**Text provided:**
*****

Name: Anonymous 2007-01-25 16:52

Does free trade and free markets help prevent war?
http://www.lewrockwell.com/rockwell/bastiat.html

Name: Anonymous 2007-01-25 20:27

No... it causes war.

Big fat companies that have lots of money control governments with their power, and big fat companies are ran by big fat greedy people.

Name: Anonymous 2007-01-25 21:05

FIRST AND SECOND OPIUM WAR, DO YOU KNOW IT

Name: Anonymous 2007-01-25 21:11

Free trade between different countries helps prevent war. People tend to avoid things that will ruin their economy.

Name: Anonymous 2007-01-25 21:16

People tend to avoid things that will ruin their economy.
No, people are the wrong unit. Corporations avoid things that ruin their profits, and pursue those that will increase them.

If that means war, so be it.

Honestly, if I were a ruthless businessman, you bet I'd be shoving for physical elimination of competition.

Name: Anonymous 2007-01-25 21:32

Free trade sucks. Protectionism ftw

Name: Anonymous 2007-01-25 22:40

>>5
Except wars occur between political entities, not corporations (yet). Corporations don't want to kill people, they want to exploit them.

>>6
Protectionism might help on a very local level, but on a larger scale, trade offers more options. If your industries can't compete with another, why insist on creating an artificial barrier to make yours able to compete, when you can shuffle resources in that industry elsewhere to something else you're good at?

Name: Anonymous 2007-01-26 0:55

You people have got it all wrong.

If a significant part of the economy involves cross border free trade then countries are less likely to declare war for many reasons. First being the fact that many people interact cross border, make friends, raise families and some of these children join the army and enter the government etc.. Secondly being that war becomes pointless as it would hurt the economy.

Name: Anonymous 2007-01-26 2:53

>>7
Except wars occur between political entities, not corporations (yet).
I don't know. It seems that politicians and businessmen are very much in bed. They scratch each other's backs, so to speak.

*****

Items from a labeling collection
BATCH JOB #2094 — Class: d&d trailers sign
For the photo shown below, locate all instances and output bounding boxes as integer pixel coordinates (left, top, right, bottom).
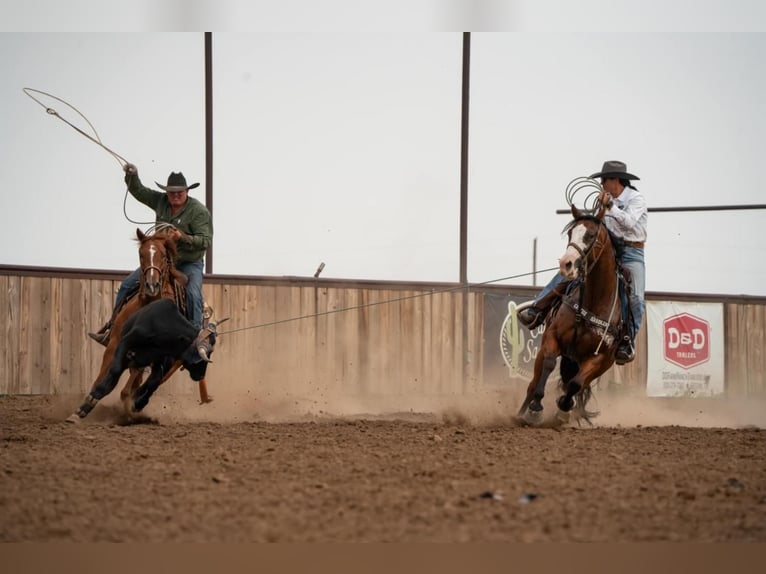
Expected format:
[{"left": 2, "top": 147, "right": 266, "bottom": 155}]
[{"left": 663, "top": 313, "right": 710, "bottom": 369}]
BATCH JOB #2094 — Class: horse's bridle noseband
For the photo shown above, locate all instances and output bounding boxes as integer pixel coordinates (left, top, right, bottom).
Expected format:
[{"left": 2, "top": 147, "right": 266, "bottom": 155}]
[{"left": 567, "top": 218, "right": 606, "bottom": 280}]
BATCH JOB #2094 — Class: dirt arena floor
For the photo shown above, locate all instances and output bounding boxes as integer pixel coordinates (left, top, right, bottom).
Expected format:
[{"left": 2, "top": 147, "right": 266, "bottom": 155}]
[{"left": 0, "top": 390, "right": 766, "bottom": 543}]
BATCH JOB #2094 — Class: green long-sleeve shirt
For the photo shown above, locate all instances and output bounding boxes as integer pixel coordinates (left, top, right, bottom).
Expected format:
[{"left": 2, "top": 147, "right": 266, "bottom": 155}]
[{"left": 125, "top": 174, "right": 213, "bottom": 263}]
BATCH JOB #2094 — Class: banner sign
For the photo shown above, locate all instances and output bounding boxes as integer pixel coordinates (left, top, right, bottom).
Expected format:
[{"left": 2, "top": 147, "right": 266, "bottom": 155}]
[
  {"left": 484, "top": 293, "right": 560, "bottom": 385},
  {"left": 646, "top": 301, "right": 724, "bottom": 397}
]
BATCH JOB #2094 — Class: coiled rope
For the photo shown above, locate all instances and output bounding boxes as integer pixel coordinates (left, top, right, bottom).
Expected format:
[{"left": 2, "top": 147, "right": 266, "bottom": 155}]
[{"left": 218, "top": 267, "right": 558, "bottom": 335}]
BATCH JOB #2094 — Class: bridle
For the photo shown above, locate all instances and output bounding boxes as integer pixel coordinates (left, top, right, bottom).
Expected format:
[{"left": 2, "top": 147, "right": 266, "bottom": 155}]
[
  {"left": 565, "top": 218, "right": 619, "bottom": 355},
  {"left": 567, "top": 218, "right": 609, "bottom": 283},
  {"left": 141, "top": 239, "right": 170, "bottom": 296}
]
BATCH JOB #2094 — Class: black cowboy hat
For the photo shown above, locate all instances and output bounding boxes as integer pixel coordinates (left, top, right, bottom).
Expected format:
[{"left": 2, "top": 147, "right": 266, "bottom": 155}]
[
  {"left": 591, "top": 161, "right": 640, "bottom": 180},
  {"left": 154, "top": 171, "right": 199, "bottom": 191}
]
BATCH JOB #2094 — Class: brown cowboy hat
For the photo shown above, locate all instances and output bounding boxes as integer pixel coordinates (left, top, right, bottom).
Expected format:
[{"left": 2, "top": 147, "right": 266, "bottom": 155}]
[
  {"left": 591, "top": 160, "right": 641, "bottom": 180},
  {"left": 154, "top": 171, "right": 199, "bottom": 191}
]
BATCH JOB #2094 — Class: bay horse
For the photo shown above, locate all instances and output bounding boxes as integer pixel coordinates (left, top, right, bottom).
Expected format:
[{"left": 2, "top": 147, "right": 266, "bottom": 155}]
[
  {"left": 67, "top": 229, "right": 211, "bottom": 422},
  {"left": 518, "top": 205, "right": 623, "bottom": 425}
]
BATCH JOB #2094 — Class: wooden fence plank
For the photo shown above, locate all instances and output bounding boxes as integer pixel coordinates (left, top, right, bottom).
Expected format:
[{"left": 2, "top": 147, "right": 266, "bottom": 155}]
[{"left": 0, "top": 273, "right": 766, "bottom": 404}]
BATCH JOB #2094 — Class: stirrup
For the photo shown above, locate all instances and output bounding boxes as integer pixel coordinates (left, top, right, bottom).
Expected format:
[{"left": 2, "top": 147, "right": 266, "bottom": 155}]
[
  {"left": 88, "top": 327, "right": 112, "bottom": 347},
  {"left": 516, "top": 302, "right": 545, "bottom": 331},
  {"left": 614, "top": 341, "right": 636, "bottom": 365}
]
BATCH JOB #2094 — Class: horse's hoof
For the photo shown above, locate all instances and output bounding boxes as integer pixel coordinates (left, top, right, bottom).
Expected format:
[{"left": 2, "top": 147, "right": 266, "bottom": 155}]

*****

**Short exercise 1:** In the forum thread on free trade and war, what second reason does the post beginning "If a significant part of the economy" give for countries being less likely to declare war?
**Short exercise 2:** Translate this sentence from the forum thread on free trade and war into Spanish: "Corporations don't want to kill people, they want to exploit them."
**Short exercise 3:** In the forum thread on free trade and war, recast the paragraph beginning "If a significant part of the economy" as a short list that keeps its main points.

**Solution 1:** War becomes pointless because it would hurt the economy.

**Solution 2:** Las corporaciones no quieren matar a la gente, quieren explotarla.

**Solution 3:**
- Countries are less likely to declare war when a significant part of the economy involves cross-border free trade.
- First reason: many people interact across the border, make friends and raise families, and some of their children join the army or enter the government.
- Second reason: war becomes pointless because it would hurt the economy.